>> begin Supplied records

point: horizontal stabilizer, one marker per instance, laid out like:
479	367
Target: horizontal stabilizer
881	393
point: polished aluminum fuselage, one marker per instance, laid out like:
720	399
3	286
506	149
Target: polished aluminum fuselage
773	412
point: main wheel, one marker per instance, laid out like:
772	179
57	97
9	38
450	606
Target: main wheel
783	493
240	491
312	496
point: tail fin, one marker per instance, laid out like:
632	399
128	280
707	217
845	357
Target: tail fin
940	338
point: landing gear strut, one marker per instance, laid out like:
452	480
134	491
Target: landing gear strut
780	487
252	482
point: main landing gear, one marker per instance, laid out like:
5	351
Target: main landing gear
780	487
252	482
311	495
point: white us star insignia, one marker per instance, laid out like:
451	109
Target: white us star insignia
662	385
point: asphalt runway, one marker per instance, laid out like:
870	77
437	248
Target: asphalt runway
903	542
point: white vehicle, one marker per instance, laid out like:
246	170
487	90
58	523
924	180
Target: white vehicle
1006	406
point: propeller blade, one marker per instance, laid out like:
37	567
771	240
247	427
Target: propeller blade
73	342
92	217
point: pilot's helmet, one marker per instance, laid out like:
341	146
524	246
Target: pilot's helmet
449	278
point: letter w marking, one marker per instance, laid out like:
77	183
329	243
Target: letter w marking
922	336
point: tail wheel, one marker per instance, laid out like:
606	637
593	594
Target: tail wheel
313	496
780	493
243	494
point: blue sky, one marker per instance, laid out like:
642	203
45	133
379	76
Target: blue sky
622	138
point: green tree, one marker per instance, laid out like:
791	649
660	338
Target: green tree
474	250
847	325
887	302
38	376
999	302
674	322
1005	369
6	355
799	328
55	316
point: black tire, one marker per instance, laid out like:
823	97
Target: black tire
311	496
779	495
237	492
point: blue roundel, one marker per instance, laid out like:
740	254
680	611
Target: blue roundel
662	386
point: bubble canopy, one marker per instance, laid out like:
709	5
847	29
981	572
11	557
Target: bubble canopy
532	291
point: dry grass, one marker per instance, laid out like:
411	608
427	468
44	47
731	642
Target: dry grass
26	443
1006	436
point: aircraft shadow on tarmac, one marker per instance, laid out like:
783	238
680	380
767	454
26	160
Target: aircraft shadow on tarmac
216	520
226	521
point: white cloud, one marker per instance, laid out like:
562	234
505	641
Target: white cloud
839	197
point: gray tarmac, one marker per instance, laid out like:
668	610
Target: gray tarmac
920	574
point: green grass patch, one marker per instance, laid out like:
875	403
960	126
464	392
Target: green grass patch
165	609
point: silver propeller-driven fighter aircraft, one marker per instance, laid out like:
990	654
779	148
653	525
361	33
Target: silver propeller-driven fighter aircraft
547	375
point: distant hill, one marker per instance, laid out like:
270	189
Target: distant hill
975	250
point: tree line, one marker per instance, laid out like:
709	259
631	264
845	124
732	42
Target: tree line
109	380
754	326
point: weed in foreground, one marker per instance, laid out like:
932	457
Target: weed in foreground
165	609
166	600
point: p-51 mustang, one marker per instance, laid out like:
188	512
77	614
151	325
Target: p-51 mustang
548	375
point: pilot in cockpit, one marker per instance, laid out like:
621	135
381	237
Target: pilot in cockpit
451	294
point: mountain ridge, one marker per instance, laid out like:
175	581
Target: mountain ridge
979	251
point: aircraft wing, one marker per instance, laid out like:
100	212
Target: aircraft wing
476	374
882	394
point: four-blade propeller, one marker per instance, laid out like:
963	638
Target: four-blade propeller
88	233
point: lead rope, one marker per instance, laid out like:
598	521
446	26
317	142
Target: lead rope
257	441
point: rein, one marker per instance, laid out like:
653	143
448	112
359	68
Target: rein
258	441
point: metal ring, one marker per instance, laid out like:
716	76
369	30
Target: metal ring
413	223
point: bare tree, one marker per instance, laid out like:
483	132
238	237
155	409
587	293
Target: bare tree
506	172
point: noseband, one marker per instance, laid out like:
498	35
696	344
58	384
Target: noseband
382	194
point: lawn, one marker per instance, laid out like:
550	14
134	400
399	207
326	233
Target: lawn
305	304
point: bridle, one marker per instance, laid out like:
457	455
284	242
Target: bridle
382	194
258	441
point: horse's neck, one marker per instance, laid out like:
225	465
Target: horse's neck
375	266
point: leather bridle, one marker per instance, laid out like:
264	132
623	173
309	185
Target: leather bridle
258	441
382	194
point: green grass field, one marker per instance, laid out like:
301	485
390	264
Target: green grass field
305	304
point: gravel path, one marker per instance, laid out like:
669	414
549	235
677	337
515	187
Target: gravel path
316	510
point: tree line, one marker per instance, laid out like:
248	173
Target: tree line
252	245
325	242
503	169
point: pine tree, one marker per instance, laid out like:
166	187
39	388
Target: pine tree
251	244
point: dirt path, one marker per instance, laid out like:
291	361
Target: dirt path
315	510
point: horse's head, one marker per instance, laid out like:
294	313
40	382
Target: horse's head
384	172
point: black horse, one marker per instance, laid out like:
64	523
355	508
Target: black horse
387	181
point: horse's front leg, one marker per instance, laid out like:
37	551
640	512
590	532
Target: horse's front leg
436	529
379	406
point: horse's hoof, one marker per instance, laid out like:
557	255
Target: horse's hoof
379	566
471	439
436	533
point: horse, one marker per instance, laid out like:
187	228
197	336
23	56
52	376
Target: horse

>> end Supplied records

— Aim of the exercise —
Copy out every line of the data above, exactly as given.

— Exercise solution —
point: horizontal stabilizer, one marker per instance, laid out like:
479	367
Target: horizontal stabilizer
881	393
point: polished aluminum fuselage, one marker per instance, laid out like:
720	399
3	286
506	149
Target: polished aluminum fuselage
773	412
point: main wheel, one marker per instance, laid out like:
772	179
57	97
9	38
450	606
Target: main wheel
783	493
240	491
312	496
point: tail fin, one marker per instance, laid out like:
632	399
128	280
707	217
845	357
Target: tail fin
940	338
point: landing gear strut, one marker per instance, laid out like:
452	480
134	491
Target: landing gear strut
780	487
252	482
point: main landing gear, one marker per instance, laid out like:
5	351
Target: main landing gear
780	487
252	482
311	495
point: white us star insignia, one marker per instance, laid out like:
451	109
Target: white us star insignia
662	385
point: asphalt runway, one marker per instance, laid out like:
870	77
437	248
Target: asphalt runway
903	542
point: white vehicle, one marker per instance, laid out like:
246	170
487	90
58	523
924	180
Target: white vehicle
1006	406
point: propeller blade, one marker per instance, laid out like:
37	567
771	240
247	427
Target: propeller blade
73	342
92	217
point: pilot's helmet, one marker per instance, laid out like:
341	146
524	246
Target: pilot's helmet
449	278
point: letter w marking, one marker per instance, laid out like:
77	183
329	243
Target: letter w marking
922	336
point: tail wheel, one marker per instance, laid out like:
606	637
593	594
Target: tail wheel
313	496
780	493
243	494
point: blue sky, one marker per instance, laid out like:
642	203
45	133
379	76
Target: blue sky
622	138
point: green tree, one marker per instance, laid out like:
791	649
660	338
Target: green tree
474	250
847	325
887	302
38	376
999	302
674	322
1005	369
6	355
799	328
55	316
point: black tire, one marker per instance, laid out like:
823	97
Target: black tire
311	496
779	495
237	492
point: blue roundel, one marker per instance, laid out like:
740	254
680	611
Target: blue roundel
662	386
point: bubble canopy, one marker per instance, laid out like:
709	5
847	29
981	572
11	557
Target: bubble canopy
532	291
point: dry grass, one marker per instance, laid out like:
411	608
427	468
44	47
731	642
Target: dry grass
26	443
1006	436
point: aircraft shadow on tarmac, one marker per instance, laid out like:
783	238
680	380
767	454
26	160
Target: aircraft shadow on tarmac
216	520
226	521
point: white cloud, one marker per instance, laid out like:
562	234
505	641
Target: white cloud
839	197
point: gray tarmac, one marker per instance, laid out like:
668	610
Target: gray tarmac
920	574
point: green grass patch, one marker per instance, laid out like:
875	403
960	126
464	392
Target: green grass patch
165	609
point: silver propeller-driven fighter aircraft, one marker per instance, laid out like:
990	654
779	148
653	525
361	33
Target: silver propeller-driven fighter aircraft
547	375
point: distant hill, one marker per instance, laid out like:
270	189
Target: distant hill
975	250
point: tree line, one marker per instance, laid out like:
709	259
631	264
845	124
732	42
Target: tree line
109	380
754	326
point: weed in foreground, one marker per instance, laid out like:
932	457
Target: weed in foreground
165	609
166	600
point: p-51 mustang, one marker per instance, laid out like:
188	512
77	614
151	325
Target: p-51 mustang
548	375
point: pilot in cockpit, one marker per instance, laid out like:
621	135
381	237
Target: pilot in cockpit
451	294
point: mountain ridge, one marker per instance, laid out like:
175	581
Target: mountain ridge
979	251
point: aircraft wing, one marker per instance, laid out like:
100	212
Target: aircraft wing
476	374
882	394
point: four-blade propeller, one marker per instance, laid out like:
963	638
Target: four-blade propeller
88	233
point: lead rope, one marker per instance, laid out like:
598	521
446	26
317	142
Target: lead rope
257	441
point: rein, one marker per instance, laid out like:
653	143
448	112
359	68
Target: rein
258	441
point: metal ring, one marker per instance, laid out like:
716	76
369	30
Target: metal ring
413	223
point: bare tree, one marker per instance, laid out like:
483	132
238	237
155	409
587	293
Target: bare tree
506	172
point: noseband, one marker per instance, laid out like:
498	35
696	344
58	384
Target: noseband
382	194
point: lawn, one marker per instance, laid out like:
550	14
134	400
399	207
326	233
Target: lawn
305	304
point: bridle, one marker per instance, laid out like:
457	455
284	242
Target: bridle
382	194
258	441
point: horse's neck, one marker per instance, laid out like:
225	465
Target: horse's neck
375	266
point: leather bridle, one marker per instance, laid out like:
264	132
623	173
309	185
Target: leather bridle
258	441
382	194
point: green grass field, one marker per instance, laid out like:
301	485
390	264
Target: green grass field
305	304
point: gravel path, one marker per instance, laid out like:
669	414
549	235
677	337
515	187
Target: gravel path
316	510
point: tree line, one marker per instance, laid out like:
248	173
Target: tree line
252	245
325	242
503	169
point: pine tree, one marker per instance, laid out like:
166	187
39	388
Target: pine tree
251	244
point: dirt path, one marker per instance, laid out like:
291	361
Target: dirt path
315	510
point: horse's head, one marker per instance, laid out like:
294	313
40	382
Target: horse's head
384	172
point: black horse, one marker per instance, laid out like:
64	523
355	508
Target: black horse
387	181
point: horse's front leg, one marker per instance, laid out like:
37	551
640	512
590	532
Target: horse's front leg
436	529
379	406
point: horse's hoof, one marker per instance, laid out like:
557	255
Target: horse's hoof
379	566
471	439
436	533
point: horse, one marker per instance, laid out like:
187	228
197	336
23	56
52	376
Target: horse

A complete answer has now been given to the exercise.